We all know smoking is bad for us, upping our risk of so many diseases, from periodontitis (gum disease) to heart disease, stroke, lung cancer and emphysema. It also increases the disease risk of those around us, courtesy of the effects of secondhand smoke. And recent research indicates one rather surprising disease in children that seems to be aggravated by secondhand smoke: caries, or cavities.
According to a study reported on in the latest issue of Ontario Dentist, the journal of the Ontario (Canada) Dental Association, young children exposed to cigarette smoke (“passive smoking”) had, in comparison to a control group,
- More caries;
- Higher counts of S mutans and lactobacilli (microbes involved in dental decay); and
- “Declines in salivary pH, flow rate and buffering capacities,” all of which contribute to the proliferation of dental biofilm (“plaque”) and, thus, tooth decay.

Collected data:
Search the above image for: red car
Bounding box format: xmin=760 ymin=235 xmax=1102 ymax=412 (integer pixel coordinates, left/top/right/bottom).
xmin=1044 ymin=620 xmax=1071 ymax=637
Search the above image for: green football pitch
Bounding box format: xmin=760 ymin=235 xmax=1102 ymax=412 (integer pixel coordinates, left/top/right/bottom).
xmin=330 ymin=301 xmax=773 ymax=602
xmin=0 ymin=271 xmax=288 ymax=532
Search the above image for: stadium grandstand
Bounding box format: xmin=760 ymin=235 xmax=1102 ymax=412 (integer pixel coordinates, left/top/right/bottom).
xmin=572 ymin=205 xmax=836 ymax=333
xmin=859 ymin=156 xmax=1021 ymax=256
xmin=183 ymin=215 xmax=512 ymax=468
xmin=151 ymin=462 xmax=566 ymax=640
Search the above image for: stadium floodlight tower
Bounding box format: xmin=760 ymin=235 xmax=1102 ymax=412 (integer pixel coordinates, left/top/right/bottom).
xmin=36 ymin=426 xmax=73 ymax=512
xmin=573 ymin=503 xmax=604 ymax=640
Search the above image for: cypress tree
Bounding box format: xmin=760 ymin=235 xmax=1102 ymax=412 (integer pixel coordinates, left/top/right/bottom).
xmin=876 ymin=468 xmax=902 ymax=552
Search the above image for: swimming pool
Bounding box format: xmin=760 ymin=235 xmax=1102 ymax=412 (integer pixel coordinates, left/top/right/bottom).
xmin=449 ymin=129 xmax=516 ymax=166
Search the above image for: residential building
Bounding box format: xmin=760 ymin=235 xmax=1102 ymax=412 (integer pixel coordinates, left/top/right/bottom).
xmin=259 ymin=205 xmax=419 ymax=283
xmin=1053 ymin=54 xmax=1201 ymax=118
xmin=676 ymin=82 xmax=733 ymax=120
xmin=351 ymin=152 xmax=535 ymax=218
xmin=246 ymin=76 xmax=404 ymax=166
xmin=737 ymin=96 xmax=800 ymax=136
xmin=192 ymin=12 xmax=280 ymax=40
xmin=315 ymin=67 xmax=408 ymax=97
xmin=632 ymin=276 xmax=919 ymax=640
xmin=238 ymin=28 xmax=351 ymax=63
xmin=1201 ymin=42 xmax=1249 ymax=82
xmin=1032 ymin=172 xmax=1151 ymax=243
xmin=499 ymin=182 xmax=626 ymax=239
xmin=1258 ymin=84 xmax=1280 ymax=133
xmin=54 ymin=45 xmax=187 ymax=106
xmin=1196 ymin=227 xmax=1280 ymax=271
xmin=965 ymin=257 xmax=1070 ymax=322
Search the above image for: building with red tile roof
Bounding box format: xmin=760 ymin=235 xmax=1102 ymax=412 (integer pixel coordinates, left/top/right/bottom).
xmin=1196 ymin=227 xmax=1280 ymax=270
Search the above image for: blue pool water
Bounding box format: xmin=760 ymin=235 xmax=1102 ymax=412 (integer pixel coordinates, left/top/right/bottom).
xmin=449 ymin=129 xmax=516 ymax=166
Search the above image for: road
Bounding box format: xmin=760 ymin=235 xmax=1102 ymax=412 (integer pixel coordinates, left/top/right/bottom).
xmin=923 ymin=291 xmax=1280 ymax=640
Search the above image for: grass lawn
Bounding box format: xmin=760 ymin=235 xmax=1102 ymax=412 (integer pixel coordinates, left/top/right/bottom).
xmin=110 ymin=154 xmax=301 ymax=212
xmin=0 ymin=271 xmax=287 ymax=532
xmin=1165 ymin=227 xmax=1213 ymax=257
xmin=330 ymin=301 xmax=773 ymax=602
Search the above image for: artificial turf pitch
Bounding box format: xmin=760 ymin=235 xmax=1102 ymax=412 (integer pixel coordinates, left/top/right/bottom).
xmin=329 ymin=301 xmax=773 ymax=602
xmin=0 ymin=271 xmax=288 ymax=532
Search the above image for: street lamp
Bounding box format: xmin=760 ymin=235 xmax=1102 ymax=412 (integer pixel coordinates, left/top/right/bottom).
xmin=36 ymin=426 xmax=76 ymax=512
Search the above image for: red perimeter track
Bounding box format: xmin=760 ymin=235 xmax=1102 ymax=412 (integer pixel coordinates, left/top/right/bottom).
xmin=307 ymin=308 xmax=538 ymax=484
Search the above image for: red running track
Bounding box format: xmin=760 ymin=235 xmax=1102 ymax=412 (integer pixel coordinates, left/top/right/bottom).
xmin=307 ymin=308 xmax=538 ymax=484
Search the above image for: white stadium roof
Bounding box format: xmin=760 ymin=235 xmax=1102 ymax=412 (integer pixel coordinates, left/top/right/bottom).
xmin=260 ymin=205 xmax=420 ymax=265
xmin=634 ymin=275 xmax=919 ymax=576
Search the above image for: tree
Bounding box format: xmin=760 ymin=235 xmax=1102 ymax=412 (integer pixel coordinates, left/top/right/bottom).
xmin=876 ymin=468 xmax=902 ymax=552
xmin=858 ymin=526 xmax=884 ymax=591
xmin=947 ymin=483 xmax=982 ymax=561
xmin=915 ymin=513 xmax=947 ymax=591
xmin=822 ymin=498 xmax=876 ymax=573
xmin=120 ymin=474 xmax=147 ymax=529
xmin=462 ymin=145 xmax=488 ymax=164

(INSTRUCTIONS):
A - Reproduce the part of the secondhand smoke passage starting with "We all know" and going on through "thus, tooth decay.".
B - Summarize the secondhand smoke passage in two sentences.
C - Write the next part of the secondhand smoke passage, picking up after its last sentence.
The rows are separate material from the secondhand smoke passage.

(ANSWER SECTION):
A -
We all know smoking is bad for us, upping our risk of so many diseases, from periodontitis (gum disease) to heart disease, stroke, lung cancer and emphysema. It also increases the disease risk of those around us, courtesy of the effects of secondhand smoke. And recent research indicates one rather surprising disease in children that seems to be aggravated by secondhand smoke: caries, or cavities.
According to a study reported on in the latest issue of Ontario Dentist, the journal of the Ontario (Canada) Dental Association, young children exposed to cigarette smoke (“passive smoking”) had, in comparison to a control group,
- More caries;
- Higher counts of S mutans and lactobacilli (microbes involved in dental decay); and
- “Declines in salivary pH, flow rate and buffering capacities,” all of which contribute to the proliferation of dental biofilm (“plaque”) and, thus, tooth decay.

B - Smoking raises the risk of many diseases for smokers and, through secondhand smoke, for those around them, and recent research suggests secondhand smoke aggravates cavities in children. A study reported in Ontario Dentist found that, compared with a control group, young children exposed to cigarette smoke had more caries, higher counts of decay-related microbes, and declines in salivary pH, flow rate and buffering capacities.

C -
Moreover, the children exposed to cigarette smoke were grouped by how many cigarettes were smoked in their home daily. Those in households that smoked most “showed different dose-response relationships between cotinine level and number of cigarettes smoked,” continine being a primary metabolite of nicotine that is easily measured in body fluids.
This study was originally published in Archives of Oral Biology (2008), and you can read the abstract here.
The moral of the story? It’s the usual one: if you smoke, quit; and if you can’t or won’t, at least don’t smoke around other adults without their permission, and don’t smoke around kids at all.